SOURCE PASSAGE:
Many times over the years, I've wondered what it'd take to have had the natives in the New World have a better chance against the invadersexplorers from the Old World.
They had several strikes against them. First mostly Neolithic civilizations. Even bronze Age would have helped, though they'd probably have needed at least Iron Age tech to have a real chance.
Second, no "beasts of burden" beyond dogs in North America and llamas and their relatives in South America. Add in lack of wheeled transport and you've got some real disadvantages.
Third, lack of immunity to Old World diseases. That was a real killer.
All of these would be better off if there'd been *some* sort of semi-regular contact between the Old World and the New World. But how?
While there's some evidence of contacts from Europe, Africa and Asia, they were not at all regular. and in many cases too late in history to help with some of the problems.
One comment to a post somewhere a year or so back, got me thinking about the Mongols and how they might have been able to teach various folks in the New World a lot of useful things.
But getting them to North america even *once* would be really difficult, much less getting any sort of regular contact.
Something else reminded me of various books that had "gates" or other things that swapped people between worlds or different places on worlds. Of course, that moves things from "very alternate history" to "fantasy.
Still it was an interesting idea. I figured somewhere in the northern plains would be a good site for North America. and Mongolia for Asia.
Imagine my surprise when checking maps revealed that Mongolia is at about the same latitudes as the Dakotas. And they are almost 180 degrees apart. Interesting.
If I ever do anything with this, it'd require a lot of info about who lived in the Dakotas from (say) the era of Clovis points and the like up to pre-Columbian times. Likewise for Mongolia in the same periods.

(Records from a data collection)

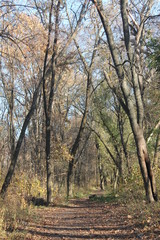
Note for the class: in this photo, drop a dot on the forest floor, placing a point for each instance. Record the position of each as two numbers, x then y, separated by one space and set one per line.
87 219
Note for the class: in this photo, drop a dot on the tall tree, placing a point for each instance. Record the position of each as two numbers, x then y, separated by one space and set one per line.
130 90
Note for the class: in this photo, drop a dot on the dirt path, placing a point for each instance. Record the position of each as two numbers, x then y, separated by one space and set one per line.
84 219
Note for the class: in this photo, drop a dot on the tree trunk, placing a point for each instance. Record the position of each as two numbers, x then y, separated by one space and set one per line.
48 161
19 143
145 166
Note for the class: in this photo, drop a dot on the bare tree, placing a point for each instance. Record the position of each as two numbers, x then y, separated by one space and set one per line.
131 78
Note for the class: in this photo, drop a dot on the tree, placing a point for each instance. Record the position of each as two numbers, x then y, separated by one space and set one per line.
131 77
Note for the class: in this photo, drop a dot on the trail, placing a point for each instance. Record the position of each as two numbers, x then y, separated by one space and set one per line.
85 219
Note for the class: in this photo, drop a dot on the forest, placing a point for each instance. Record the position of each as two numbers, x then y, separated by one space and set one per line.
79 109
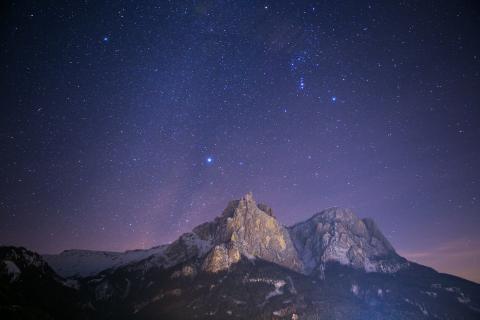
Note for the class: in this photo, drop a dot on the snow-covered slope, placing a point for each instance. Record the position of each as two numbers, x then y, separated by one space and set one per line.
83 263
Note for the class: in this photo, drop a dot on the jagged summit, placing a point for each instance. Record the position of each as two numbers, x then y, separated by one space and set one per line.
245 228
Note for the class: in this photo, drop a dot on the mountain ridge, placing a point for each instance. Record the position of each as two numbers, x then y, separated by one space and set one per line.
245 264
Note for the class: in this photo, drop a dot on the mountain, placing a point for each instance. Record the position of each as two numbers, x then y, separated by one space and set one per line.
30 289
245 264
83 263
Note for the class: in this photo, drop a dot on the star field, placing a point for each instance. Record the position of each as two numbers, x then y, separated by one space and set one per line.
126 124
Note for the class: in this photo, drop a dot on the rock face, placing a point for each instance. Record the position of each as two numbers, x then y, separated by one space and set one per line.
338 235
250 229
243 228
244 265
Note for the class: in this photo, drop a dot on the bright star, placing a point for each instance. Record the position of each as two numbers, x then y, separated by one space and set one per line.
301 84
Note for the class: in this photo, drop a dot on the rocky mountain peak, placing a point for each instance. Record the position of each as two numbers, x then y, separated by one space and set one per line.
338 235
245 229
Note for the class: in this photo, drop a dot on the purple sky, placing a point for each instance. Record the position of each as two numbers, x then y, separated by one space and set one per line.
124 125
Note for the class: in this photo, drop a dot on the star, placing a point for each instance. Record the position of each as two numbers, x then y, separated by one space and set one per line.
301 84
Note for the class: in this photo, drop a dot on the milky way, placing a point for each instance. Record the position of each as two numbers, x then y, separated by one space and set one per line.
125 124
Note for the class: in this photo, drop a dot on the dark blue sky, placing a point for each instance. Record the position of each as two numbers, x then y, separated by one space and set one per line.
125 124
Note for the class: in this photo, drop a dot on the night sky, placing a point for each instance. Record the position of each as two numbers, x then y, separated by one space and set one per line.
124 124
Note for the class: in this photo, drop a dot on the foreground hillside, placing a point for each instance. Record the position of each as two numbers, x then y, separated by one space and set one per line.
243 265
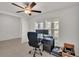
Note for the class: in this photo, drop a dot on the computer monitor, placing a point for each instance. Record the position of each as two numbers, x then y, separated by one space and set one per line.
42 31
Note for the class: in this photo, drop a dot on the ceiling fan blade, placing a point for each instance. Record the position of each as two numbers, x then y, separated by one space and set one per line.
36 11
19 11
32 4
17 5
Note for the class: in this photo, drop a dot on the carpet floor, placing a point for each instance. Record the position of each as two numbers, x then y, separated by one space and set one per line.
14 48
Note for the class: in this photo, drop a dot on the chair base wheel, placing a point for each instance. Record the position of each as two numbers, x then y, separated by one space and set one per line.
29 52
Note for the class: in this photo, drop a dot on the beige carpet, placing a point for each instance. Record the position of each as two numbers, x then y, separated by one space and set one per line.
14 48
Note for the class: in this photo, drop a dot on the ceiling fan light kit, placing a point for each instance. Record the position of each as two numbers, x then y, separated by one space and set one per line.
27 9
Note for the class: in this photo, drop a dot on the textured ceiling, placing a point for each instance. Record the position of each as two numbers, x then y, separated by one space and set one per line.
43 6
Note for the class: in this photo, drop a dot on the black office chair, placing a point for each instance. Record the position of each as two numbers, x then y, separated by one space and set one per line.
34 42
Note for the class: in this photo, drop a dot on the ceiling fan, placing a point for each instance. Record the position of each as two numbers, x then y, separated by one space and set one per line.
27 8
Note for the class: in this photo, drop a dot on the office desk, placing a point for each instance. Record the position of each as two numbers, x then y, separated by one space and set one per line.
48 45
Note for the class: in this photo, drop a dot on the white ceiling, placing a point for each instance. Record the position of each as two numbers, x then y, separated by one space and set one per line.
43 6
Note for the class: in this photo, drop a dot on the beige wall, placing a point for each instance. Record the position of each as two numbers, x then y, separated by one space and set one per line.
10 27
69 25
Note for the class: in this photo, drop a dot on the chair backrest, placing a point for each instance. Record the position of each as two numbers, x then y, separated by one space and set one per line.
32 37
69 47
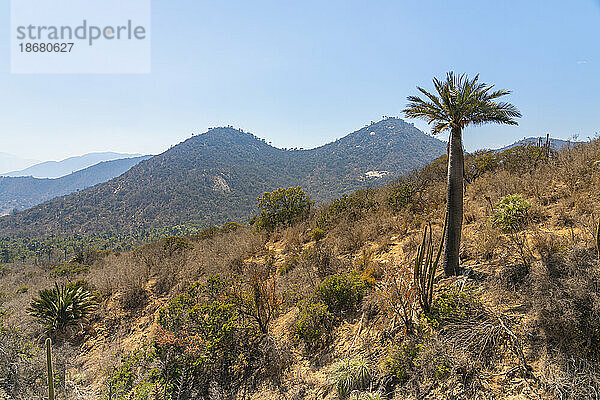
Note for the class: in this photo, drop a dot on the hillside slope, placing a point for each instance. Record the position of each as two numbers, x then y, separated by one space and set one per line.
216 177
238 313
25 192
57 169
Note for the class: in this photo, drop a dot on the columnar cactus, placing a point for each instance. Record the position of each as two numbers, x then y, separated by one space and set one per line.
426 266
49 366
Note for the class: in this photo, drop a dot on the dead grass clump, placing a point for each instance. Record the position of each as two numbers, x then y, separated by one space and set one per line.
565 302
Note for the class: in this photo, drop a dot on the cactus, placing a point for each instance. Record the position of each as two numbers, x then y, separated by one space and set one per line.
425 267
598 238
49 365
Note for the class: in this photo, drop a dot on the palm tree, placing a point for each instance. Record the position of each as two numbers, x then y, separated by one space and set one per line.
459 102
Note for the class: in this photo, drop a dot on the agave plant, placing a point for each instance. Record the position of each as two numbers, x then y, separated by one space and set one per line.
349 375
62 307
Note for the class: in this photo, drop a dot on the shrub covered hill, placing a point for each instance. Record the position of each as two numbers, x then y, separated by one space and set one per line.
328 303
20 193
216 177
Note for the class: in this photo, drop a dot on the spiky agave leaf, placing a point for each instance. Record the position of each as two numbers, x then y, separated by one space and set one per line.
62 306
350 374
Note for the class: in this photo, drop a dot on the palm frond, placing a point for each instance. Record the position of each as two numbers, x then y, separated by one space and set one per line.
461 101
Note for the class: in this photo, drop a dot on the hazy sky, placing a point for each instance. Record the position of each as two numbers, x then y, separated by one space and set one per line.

QUESTIONS:
A. Repeat the passage of the post on Old World–New World contact, everything from "They had several" down to "some real disadvantages.".
B. Translate this sentence from the post on Old World–New World contact into Spanish: "Imagine my surprise when checking maps revealed that Mongolia is at about the same latitudes as the Dakotas."
C. Take the post on Old World–New World contact further from its last sentence.

LIST OF ANSWERS:
A.
They had several strikes against them. First mostly Neolithic civilizations. Even bronze Age would have helped, though they'd probably have needed at least Iron Age tech to have a real chance.
Second, no "beasts of burden" beyond dogs in North America and llamas and their relatives in South America. Add in lack of wheeled transport and you've got some real disadvantages.

B. Imagínate mi sorpresa cuando, al consultar los mapas, descubrí que Mongolia está aproximadamente en las mismas latitudes que las Dakotas.

C.
I'm thinking an "area" effect. Some chunk of territory "swaps" with a chunk in the other place. So what was a chunk of the Dakotas swaps with a chunk of Mongolia. And later swaps back.
Say at the moment the moon becomes full.
Be quite a sight as you go from night to daylight, or sunrise to sunset.
Need to find some chunks of roughly equivalent terrain for each "end".
While it'd spook the hell out of the first folks to discover it, after a few thousand years, it'd probably be accepted as "normal magic" for the folks within a few hundred miles. Likely be tale tales farther away.
But eventually, there'd be folks deliberately using the effect. Hunting, exploring, getting away from a feud...
Not sure what would leak" to Asia, but I could see a lot of stuff going the other way.
The Vikings might have an even worse time with the Skrealings.
Columbus versus the natives on the islands he landed on might not go much different.
Cortez might get a rude shock. And I suspect the French and English explorers would get a *much* ruder shock if they tried behaving the way they did in our timeline.
Just the fact that the Indian populations wouldn't be decimated by disease would make a big difference. Add in better weapons and horses from the start and they'd have a *much* harder time annexing all that territory.